● Extract
•••

Text of proposed rule and any required statements and analyses may be obtained from:
Heather MacMaster, Workers' Compensation Board, 325 State Street, Office of General Counsel, Schenectady, New York 12305-2318, (518) 486-9564, email: [email protected]
Data, views or arguments may be submitted to:
Same as above.
Public comment will be received until:
45 days after publication of this notice.
This rule was not under consideration at the time this agency submitted its Regulatory Agenda for publication in the Register.
Regulatory Impact Statement
1. Statutory authority: The Workers’ Compensation Board (hereinafter referred to as Board) is authorized to amend 12 NYCRR 324.1 and 324.3. Workers’ Compensation Law (WCL) Sections 13, 141 and 117(1) authorize the Chair to adopt reasonable rules consistent with and supplemental to the provisions of the WCL.
2. Legislative objectives: WCL Section 13-a (5) requires that a medical provider that seeks to perform a medical procedure costing more than one thousand dollars seek prior approval from the employer or insurance carrier and requires the Chair to create a list of procedures that are pre-authorized. The Medical Treatment Guidelines (MTG) identifies recommended treatments and protocols for treatment of the stated injuries. Any treatment performed consistent with the MTG does not require pre-authorization. Treatment performed that is not consistent with the MTG, requires that the provider seek a variance for the treatment from the employer or insurance carrier regardless of the cost of the treatment. The proposed amendment to 12 NYCRR Sections 324.1 and 324.3 updates the regulations to permit the Chair to require that such requests for approval be made using an electronic portal maintained by the Board unless the medical provider does not have the ability to submit electronically. The proposed amendment also permits the Chair to waive service requirements on other parties because once the electronic portal is operational all parties will receive notices from the portal and have access to the same information.
3. Needs and benefits: The purpose of the proposed amendment is to permit the Chair to require use of a self-service medical portal when making requests for variances. The medical portal is a product of the Board’s Business Process Reengineering project whereby system participants widely expressed an interest in having the ability to operate in a self-service environment and to simplify the processes for requesting approval for medical treatment. The medical portal will be available to all system participants and will do calculations for timing and proper process behind the scenes to relieve users of the need to perform these calculations and analyses.

•••

● Items listed in a dataset

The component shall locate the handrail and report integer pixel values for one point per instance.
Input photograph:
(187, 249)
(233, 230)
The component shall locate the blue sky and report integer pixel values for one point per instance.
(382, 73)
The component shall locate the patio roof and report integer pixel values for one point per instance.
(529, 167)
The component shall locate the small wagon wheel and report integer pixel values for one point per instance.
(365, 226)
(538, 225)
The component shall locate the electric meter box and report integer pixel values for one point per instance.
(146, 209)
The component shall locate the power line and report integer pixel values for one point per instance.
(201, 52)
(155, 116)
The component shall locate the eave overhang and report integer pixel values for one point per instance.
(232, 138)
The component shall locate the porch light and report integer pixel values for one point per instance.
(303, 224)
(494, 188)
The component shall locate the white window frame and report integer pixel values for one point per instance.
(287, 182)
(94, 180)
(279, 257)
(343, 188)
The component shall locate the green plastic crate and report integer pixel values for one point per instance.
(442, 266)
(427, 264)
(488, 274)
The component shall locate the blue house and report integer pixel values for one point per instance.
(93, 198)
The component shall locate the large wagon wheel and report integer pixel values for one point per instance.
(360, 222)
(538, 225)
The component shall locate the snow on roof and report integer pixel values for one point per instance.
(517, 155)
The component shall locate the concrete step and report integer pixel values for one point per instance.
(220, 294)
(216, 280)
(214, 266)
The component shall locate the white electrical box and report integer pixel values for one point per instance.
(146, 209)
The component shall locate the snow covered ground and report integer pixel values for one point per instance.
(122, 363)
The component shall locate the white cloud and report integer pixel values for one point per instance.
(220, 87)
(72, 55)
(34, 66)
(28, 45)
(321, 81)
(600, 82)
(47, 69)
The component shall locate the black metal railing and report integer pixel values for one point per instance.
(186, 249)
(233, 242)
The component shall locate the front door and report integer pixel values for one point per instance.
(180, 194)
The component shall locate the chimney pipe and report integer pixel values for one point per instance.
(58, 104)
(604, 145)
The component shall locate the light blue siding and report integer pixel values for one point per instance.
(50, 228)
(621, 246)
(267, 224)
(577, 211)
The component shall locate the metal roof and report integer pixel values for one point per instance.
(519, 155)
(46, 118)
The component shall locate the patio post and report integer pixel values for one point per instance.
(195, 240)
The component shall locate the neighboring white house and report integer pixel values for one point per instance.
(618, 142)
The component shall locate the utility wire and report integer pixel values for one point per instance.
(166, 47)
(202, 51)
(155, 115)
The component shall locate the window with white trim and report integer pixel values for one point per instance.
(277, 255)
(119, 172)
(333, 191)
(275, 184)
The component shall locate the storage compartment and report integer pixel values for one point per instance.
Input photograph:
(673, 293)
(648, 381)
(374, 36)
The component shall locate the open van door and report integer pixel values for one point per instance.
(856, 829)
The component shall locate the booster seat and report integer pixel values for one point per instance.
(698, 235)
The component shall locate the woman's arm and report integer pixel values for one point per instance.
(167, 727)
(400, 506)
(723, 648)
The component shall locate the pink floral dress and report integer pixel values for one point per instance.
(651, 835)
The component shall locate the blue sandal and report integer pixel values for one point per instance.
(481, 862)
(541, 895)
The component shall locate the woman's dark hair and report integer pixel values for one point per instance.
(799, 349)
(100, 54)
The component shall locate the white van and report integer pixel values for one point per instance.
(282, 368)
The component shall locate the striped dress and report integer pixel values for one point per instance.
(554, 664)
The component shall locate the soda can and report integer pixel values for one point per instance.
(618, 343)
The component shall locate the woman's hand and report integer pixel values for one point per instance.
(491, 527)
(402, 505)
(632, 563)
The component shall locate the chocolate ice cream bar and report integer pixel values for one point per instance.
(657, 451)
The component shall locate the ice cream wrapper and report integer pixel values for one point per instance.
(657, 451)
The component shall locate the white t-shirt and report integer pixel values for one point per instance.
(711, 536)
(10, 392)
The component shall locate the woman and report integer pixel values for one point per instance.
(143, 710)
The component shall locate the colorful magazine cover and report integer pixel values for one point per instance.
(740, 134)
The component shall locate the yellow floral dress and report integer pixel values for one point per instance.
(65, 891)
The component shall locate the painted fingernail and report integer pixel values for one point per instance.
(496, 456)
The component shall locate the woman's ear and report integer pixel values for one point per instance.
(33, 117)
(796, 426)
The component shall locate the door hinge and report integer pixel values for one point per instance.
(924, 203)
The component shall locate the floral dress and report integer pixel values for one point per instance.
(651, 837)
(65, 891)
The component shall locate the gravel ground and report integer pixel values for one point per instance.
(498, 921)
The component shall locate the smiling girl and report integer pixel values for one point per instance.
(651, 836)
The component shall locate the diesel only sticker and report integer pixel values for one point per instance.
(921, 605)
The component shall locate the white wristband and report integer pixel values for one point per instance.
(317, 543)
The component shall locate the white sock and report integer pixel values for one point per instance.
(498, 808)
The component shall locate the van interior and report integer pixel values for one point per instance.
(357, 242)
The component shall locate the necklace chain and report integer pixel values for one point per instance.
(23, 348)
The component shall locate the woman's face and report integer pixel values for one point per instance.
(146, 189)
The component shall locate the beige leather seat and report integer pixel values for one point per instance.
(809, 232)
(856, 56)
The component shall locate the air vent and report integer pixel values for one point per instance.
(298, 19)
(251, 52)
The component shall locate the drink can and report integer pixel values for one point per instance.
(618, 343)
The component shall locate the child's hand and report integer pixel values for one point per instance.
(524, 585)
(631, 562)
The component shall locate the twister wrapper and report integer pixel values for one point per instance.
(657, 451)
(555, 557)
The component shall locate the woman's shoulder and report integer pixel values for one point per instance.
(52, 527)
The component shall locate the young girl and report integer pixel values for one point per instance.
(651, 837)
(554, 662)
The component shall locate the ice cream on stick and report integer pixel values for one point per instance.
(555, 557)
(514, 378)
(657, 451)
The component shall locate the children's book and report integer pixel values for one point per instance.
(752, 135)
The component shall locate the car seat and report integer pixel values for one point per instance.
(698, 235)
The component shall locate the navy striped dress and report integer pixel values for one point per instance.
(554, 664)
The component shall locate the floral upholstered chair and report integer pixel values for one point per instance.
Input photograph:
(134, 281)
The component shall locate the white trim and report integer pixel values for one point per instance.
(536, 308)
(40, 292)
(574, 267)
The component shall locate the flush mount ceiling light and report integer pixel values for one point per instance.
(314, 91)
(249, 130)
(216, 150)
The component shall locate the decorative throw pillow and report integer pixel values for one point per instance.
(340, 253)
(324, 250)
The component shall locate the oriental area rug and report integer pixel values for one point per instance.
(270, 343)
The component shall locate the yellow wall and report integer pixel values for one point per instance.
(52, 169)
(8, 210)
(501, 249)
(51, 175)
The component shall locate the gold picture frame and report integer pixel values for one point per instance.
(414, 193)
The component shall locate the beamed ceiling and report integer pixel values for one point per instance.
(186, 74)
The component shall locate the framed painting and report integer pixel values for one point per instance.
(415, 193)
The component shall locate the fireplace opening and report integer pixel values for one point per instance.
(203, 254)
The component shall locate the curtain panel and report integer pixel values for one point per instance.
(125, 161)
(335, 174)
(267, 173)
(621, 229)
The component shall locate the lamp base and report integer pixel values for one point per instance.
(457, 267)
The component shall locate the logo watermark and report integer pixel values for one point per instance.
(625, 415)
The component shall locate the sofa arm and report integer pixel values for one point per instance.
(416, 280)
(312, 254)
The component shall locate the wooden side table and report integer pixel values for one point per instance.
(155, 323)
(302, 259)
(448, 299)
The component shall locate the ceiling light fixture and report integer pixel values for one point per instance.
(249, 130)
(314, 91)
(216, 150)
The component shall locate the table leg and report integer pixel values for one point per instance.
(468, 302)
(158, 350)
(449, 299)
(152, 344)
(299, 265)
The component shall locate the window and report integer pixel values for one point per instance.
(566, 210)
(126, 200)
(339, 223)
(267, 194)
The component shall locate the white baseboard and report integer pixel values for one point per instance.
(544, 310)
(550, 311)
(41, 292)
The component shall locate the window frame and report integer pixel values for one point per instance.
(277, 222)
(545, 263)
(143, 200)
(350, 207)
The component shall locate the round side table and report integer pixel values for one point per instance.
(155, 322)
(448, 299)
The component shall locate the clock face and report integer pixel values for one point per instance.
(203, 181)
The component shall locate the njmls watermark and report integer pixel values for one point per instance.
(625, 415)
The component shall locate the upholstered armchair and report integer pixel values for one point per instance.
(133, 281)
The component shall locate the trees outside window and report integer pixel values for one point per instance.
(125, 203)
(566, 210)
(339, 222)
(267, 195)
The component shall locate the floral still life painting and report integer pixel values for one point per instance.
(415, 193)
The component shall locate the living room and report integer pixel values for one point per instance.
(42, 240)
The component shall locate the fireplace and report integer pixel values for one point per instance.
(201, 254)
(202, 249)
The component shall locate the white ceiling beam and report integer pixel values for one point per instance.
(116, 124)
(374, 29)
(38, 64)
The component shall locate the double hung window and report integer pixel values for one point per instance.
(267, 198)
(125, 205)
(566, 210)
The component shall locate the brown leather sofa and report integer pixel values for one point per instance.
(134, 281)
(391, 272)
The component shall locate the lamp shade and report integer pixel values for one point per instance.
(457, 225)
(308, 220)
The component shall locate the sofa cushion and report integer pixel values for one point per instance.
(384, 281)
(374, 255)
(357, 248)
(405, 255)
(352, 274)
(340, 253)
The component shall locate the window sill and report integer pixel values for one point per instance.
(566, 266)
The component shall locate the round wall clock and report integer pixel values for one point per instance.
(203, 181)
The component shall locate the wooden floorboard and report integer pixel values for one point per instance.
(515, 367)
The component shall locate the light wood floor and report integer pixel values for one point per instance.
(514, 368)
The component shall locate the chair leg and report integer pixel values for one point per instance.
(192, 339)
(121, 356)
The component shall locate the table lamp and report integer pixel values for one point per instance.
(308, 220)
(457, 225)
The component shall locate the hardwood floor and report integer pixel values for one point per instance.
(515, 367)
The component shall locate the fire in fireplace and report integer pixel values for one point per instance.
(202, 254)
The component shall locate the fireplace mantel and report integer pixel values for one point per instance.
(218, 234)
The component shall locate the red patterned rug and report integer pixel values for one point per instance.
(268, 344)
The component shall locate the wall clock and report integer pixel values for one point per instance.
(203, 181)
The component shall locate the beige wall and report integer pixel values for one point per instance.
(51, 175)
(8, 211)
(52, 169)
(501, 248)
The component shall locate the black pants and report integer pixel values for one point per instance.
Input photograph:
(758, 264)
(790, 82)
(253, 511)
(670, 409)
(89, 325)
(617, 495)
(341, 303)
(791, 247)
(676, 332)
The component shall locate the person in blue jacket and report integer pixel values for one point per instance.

•••

● Problem to solve
Pick up the notice about the Workers' Compensation Board's proposed medical portal rule and continue it from its last sentence. The records have no connection to the text.

● Result below
4. Costs: There are no projected costs to regulated parties who may be affected by the proposed regulation. There are no projected costs to the Board, State and local governments.
5. Local government mandates: The proposed regulation does not impose any mandate, duty or responsibility upon any municipality or governmental entity. Self-insured municipalities may use a medical portal if they are able. If the self-insured municipality does not have internet access, it may continue to receive requests by paper.
6. Paperwork: The proposed amendment would permit the Chair to eliminate the use of various paper forms associated to requesting medical treatment.
7. Duplication: There is no duplication of State or federal regulations or standards.
8. Alternatives: There were no significant alternative proposals under consideration.
9. Federal standards: There are no applicable federal standards which address the standards contained in the proposed regulation.
10. Compliance schedule: The proposed amendment gives the Chair discretion to require use of the medical portal subject to exceptions. The Chair may delay this requirement to assure that all participants are ready and will dedicate needed resources to assure all participants are capable of using the portal before requiring same.
Regulatory Flexibility Analysis
1. Effect of rule: The proposed amendment will not affect employers, as defined in WCL § 2(3), including the State, municipal corporations, fire districts, public authorities and political subdivisions, who appear before the Board on matters relating to Workers’ Compensation claims. The rule does not impact small businesses or local governments as employers or medical providers, though it is intended to enhance the efficiency of the workers’ compensation system by providing a self-service medical portal for easy submission and responses to medical authorization requests. A self-insured employer medical provider that does not have the ability to access the medical portal, may continue to process authorizations as is done today.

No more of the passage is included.